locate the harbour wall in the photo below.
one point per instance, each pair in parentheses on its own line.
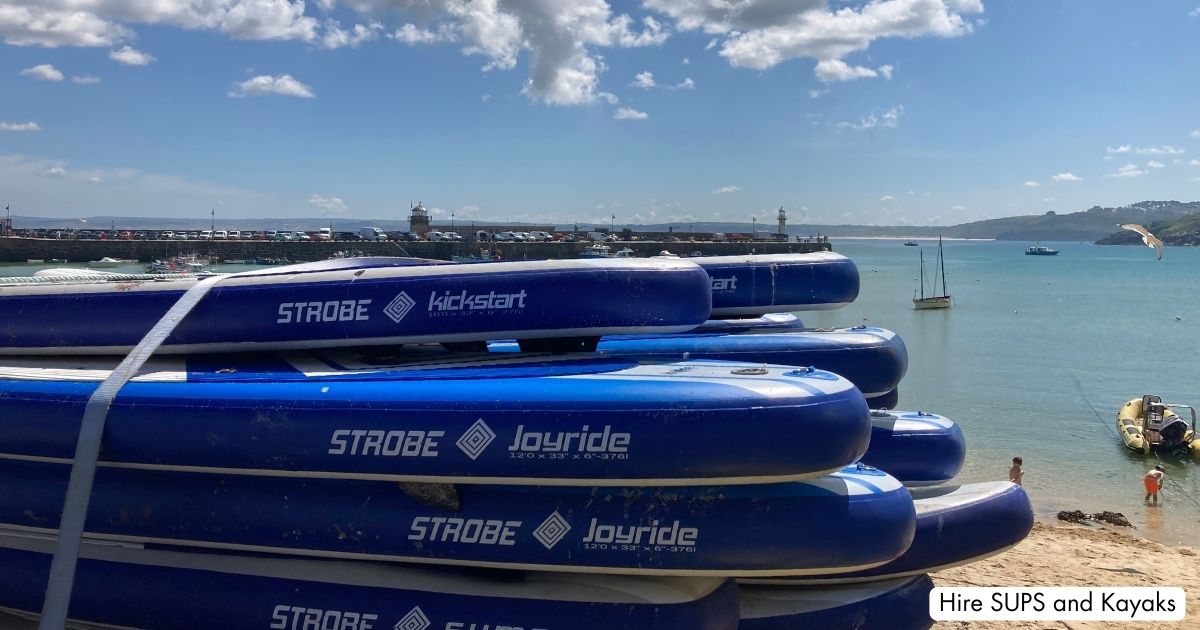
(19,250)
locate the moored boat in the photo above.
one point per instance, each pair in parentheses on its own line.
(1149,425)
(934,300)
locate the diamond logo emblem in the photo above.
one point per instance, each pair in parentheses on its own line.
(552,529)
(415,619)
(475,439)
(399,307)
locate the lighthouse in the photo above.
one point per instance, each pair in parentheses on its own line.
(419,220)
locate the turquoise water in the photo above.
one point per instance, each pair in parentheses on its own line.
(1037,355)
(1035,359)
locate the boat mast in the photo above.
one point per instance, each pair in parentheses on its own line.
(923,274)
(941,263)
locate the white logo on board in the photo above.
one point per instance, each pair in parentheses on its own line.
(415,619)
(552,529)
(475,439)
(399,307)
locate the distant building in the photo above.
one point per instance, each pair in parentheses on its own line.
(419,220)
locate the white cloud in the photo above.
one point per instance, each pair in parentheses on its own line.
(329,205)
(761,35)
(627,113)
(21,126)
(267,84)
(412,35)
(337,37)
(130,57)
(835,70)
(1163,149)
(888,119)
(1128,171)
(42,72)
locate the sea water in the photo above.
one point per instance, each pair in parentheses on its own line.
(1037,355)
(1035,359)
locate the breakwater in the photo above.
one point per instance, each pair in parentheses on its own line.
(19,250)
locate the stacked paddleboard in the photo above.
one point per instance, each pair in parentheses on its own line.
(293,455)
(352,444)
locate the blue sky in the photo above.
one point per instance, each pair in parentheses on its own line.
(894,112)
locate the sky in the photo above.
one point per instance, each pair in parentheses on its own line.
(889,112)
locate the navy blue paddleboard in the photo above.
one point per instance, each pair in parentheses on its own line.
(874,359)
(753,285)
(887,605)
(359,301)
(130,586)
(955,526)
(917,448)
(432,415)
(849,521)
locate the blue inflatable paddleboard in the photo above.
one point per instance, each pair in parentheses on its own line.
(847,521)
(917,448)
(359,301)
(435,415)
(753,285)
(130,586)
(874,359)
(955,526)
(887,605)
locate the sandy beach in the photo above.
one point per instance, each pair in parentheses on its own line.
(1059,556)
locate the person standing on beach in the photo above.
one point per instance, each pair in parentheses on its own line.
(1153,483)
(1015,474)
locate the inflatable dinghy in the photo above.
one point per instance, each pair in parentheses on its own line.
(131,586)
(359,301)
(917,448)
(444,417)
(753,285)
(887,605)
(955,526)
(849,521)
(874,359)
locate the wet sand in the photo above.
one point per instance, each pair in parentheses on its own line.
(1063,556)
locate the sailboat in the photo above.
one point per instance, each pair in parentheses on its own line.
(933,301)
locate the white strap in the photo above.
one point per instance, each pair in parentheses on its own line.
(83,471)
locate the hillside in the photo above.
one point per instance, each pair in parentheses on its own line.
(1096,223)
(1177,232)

------------------------------

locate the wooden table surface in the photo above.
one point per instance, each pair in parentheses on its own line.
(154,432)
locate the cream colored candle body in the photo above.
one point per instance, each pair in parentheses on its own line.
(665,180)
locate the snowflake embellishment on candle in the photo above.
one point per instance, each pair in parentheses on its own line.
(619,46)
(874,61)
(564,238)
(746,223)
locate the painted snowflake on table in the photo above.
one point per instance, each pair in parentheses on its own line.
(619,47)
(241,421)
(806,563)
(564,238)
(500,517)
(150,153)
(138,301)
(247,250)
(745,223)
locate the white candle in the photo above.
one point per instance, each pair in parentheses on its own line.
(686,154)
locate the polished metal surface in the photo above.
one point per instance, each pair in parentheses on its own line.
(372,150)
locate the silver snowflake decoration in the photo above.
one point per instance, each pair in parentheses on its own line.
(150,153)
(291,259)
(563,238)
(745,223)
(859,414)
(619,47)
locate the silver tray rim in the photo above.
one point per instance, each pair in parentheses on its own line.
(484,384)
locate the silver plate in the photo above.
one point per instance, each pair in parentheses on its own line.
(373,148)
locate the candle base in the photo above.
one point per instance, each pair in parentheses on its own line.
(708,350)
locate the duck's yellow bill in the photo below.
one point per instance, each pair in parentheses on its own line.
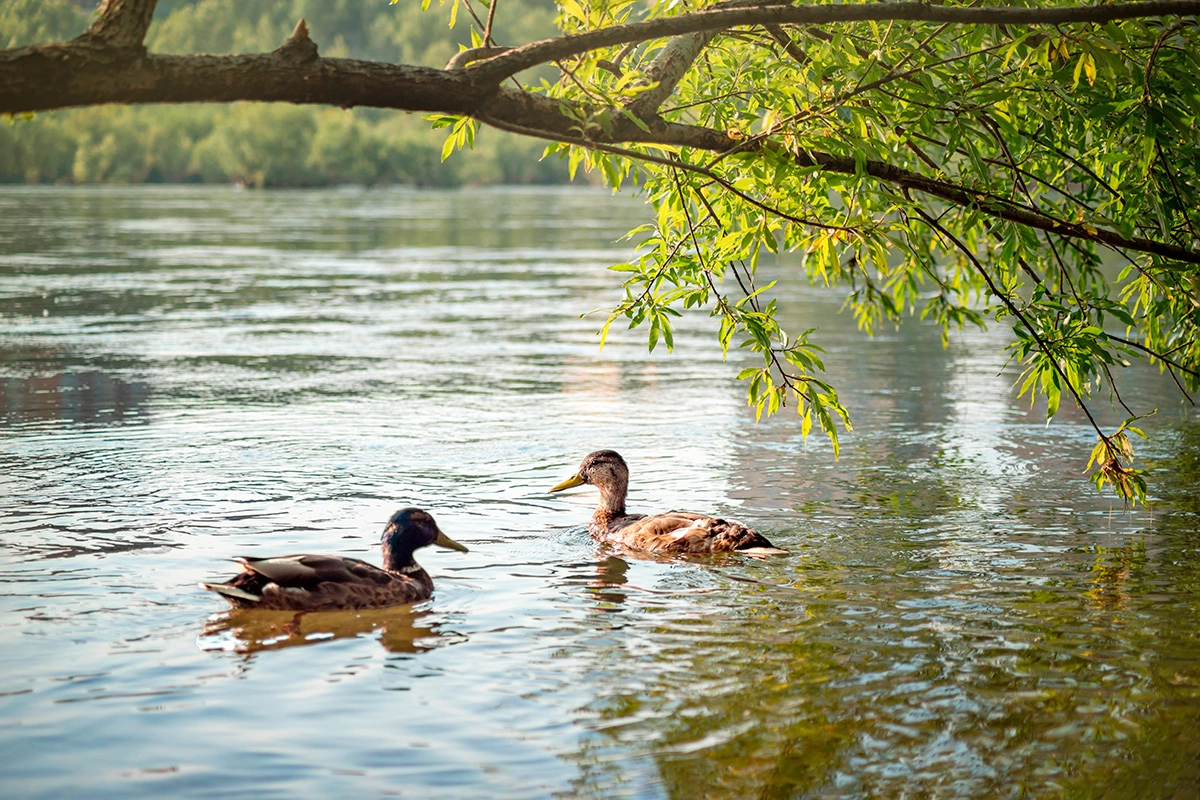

------------------------------

* [STATED TASK] Which lines of the records above contain the word "surface"? Copy out each of them.

* [TASK RESULT]
locate the wooden table surface in the photo above.
locate the polished metal surface in the photo above.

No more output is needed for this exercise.